▶ _STUDY TEXT_
Markets: A Year in Review
As with everyday life everywhere, the past 12 months in financial markets have been, to use one of the words of 2020, unprecedented.
Investors had reasons for optimism early in the period. President Trump and Chinese Vice Premier Liu He signed a ‘Phase 1’ trade deal in January, putting an end to prolonged and damaging trade war rhetoric. In the UK, the resounding victory of Prime Minister Johnson’s Conservative Party in the December 2019 general election facilitated the UK’s departure from the EU with a 12-month transition period and seemingly brought clarity after a long period of uncertainty in UK politics. On the financial front, 2019 proved to be a banner year for global stock markets amid abundant liquidity from the major central banks.
This period of relative serenity in global economies and financial markets then rapidly evaporated as the COVID-19 pandemic rapidly became a global crisis. The resultant government-imposed lockdowns of economies around the world, introduced in an effort to halt the global pandemic, prompted a rapid and brutal stock market sell-off in February and March that proved to be the fastest bear market in history. As societies effectively closed down for weeks on end in a bid to halt the contagion, economies suffered unparalleled declines. Amid concerns over rapidly escalating job losses and permanent scarring of the corporate sector, particularly those areas of the economy most hurt by the lockdowns such as travel and hospitality, governments responded with a historically unmatched level of fiscal stimulus and packages, including furlough schemes to preserve jobs. Central banks dovetailed with government rescue efforts by providing a torrent of liquidity.
This global policy largesse caused stock markets to rebound quickly. The resurgent US equity market was in the vanguard, powered by technology stocks, many of which were deemed ‘stay at home’ winners and whose business models were largely unaffected by lockdown. Healthcare and consumer discretionary stocks also experienced major gains globally. Energy, financial and real estate stocks suffered significant losses over the 12-month period.
Government and corporate bond markets enjoyed a strong 12 months amid interest rate cuts, severe risk aversion in the depths of the pandemic and major purchases of corporate bond assets by central banks, such as the US Federal Reserve.
UK and Europe
In the UK, COVID-19 aside, Brexit dominated headlines and ensured that UK equities remained out of favour with investors, with the FTSE 100 index returning -20.6 per cent over the 12 months to 30 September 2020. Against this turbulent backdrop, the UK stock market was hit hard, with domestic-facing and ‘value’ stocks taking the brunt of the blow.
European equities, as measured by the MSCI Europe Index, fared better but still returned a disappointing -9.2 per cent in Euro terms. Emergency measures provided support for the rebound, but resurgent COVID-19 case numbers across the continent in early September, provoked investor concern about the strength and durability of the nascent economic recovery.

Source records:
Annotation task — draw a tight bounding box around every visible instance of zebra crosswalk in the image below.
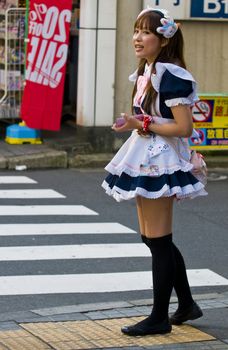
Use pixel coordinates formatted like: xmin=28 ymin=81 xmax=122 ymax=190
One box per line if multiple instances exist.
xmin=0 ymin=176 xmax=228 ymax=296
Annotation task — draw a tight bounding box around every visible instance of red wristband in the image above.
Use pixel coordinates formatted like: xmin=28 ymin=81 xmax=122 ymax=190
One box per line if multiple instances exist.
xmin=143 ymin=115 xmax=153 ymax=132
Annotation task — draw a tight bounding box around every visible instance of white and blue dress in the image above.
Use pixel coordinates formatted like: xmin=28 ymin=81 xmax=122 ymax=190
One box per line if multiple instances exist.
xmin=102 ymin=62 xmax=207 ymax=202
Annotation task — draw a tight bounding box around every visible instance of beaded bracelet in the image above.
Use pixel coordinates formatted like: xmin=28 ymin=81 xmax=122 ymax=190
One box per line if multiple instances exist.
xmin=142 ymin=115 xmax=153 ymax=132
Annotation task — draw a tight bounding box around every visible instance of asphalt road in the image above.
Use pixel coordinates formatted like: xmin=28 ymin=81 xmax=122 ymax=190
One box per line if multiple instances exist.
xmin=0 ymin=169 xmax=228 ymax=312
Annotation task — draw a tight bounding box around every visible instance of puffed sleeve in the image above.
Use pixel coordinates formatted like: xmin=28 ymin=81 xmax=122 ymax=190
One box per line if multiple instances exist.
xmin=152 ymin=63 xmax=199 ymax=107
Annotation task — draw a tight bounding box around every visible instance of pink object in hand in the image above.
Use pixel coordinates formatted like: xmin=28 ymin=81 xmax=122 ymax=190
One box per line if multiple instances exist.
xmin=115 ymin=114 xmax=144 ymax=128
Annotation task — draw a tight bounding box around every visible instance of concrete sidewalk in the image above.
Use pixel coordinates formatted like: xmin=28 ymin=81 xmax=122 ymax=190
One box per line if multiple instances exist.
xmin=0 ymin=292 xmax=228 ymax=350
xmin=0 ymin=123 xmax=228 ymax=170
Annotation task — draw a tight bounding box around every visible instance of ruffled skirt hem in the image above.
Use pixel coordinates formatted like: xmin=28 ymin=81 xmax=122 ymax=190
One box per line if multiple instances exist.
xmin=102 ymin=171 xmax=207 ymax=202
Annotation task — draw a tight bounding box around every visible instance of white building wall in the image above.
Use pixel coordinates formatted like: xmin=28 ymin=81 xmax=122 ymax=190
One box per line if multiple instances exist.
xmin=77 ymin=0 xmax=117 ymax=126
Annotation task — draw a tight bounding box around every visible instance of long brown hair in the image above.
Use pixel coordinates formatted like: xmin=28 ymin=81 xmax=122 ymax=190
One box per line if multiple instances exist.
xmin=132 ymin=10 xmax=186 ymax=114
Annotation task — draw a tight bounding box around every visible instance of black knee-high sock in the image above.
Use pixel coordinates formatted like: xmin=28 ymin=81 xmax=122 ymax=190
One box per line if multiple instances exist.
xmin=142 ymin=234 xmax=175 ymax=323
xmin=173 ymin=243 xmax=193 ymax=310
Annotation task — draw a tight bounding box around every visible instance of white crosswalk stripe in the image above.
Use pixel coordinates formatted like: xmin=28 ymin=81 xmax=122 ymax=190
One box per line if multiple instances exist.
xmin=0 ymin=205 xmax=98 ymax=216
xmin=0 ymin=243 xmax=150 ymax=261
xmin=0 ymin=175 xmax=37 ymax=184
xmin=0 ymin=189 xmax=66 ymax=199
xmin=0 ymin=222 xmax=136 ymax=236
xmin=0 ymin=269 xmax=228 ymax=295
xmin=0 ymin=176 xmax=228 ymax=296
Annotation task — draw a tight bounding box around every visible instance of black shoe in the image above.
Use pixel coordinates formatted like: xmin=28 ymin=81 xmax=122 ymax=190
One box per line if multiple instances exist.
xmin=169 ymin=302 xmax=203 ymax=325
xmin=121 ymin=317 xmax=172 ymax=336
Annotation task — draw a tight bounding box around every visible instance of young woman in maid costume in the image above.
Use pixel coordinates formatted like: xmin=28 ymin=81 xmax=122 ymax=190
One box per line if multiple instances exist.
xmin=102 ymin=8 xmax=207 ymax=336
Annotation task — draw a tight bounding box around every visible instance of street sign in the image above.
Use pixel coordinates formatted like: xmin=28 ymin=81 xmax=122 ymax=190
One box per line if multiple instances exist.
xmin=143 ymin=0 xmax=228 ymax=21
xmin=189 ymin=95 xmax=228 ymax=150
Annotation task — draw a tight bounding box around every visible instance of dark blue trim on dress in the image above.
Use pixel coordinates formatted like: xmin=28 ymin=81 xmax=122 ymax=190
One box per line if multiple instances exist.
xmin=159 ymin=70 xmax=193 ymax=119
xmin=105 ymin=170 xmax=199 ymax=192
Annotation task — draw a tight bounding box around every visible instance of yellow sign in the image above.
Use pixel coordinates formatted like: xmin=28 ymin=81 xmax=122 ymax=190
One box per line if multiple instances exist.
xmin=190 ymin=95 xmax=228 ymax=150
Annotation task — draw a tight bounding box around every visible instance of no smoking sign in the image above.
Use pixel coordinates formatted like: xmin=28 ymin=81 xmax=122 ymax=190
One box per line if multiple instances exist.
xmin=192 ymin=101 xmax=213 ymax=123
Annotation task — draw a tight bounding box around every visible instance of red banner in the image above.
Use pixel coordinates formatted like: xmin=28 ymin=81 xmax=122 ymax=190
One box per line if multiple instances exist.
xmin=21 ymin=0 xmax=72 ymax=131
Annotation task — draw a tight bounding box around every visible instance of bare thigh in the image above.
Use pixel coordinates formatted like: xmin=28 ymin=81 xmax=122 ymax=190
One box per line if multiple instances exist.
xmin=136 ymin=196 xmax=145 ymax=236
xmin=140 ymin=197 xmax=174 ymax=238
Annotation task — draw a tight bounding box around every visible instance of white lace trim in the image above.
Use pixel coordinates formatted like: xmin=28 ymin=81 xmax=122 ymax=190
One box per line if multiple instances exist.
xmin=105 ymin=162 xmax=193 ymax=177
xmin=151 ymin=62 xmax=196 ymax=92
xmin=102 ymin=180 xmax=207 ymax=202
xmin=165 ymin=94 xmax=198 ymax=107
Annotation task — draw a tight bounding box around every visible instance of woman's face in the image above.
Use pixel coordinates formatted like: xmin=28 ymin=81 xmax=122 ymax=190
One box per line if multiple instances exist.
xmin=133 ymin=28 xmax=162 ymax=64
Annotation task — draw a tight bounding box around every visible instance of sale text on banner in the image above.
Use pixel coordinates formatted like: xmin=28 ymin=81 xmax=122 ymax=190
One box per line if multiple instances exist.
xmin=190 ymin=95 xmax=228 ymax=150
xmin=21 ymin=0 xmax=72 ymax=130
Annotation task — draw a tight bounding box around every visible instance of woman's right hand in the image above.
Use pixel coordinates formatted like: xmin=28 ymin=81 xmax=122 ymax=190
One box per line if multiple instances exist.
xmin=112 ymin=113 xmax=142 ymax=132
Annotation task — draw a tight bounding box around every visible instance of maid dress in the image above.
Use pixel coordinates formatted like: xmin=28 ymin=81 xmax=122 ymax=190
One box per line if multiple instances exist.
xmin=102 ymin=62 xmax=207 ymax=202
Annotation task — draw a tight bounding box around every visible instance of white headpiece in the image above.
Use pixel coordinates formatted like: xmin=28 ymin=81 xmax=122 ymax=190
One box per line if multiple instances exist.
xmin=137 ymin=7 xmax=178 ymax=38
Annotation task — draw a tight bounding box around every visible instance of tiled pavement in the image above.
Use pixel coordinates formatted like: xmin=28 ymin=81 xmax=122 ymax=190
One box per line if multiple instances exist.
xmin=0 ymin=292 xmax=228 ymax=350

▶ _THE PROBLEM_
Answer these questions from the markets review above:
1. In which month did President Trump and Chinese Vice Premier Liu He sign the ‘Phase 1’ trade deal?
2. What return did the FTSE 100 index post over the 12 months to 30 September 2020?
3. Which index is used to measure European equities?

▶ _SOLUTION TO THIS TASK_
1. January
2. -20.6 per cent
3. The MSCI Europe Index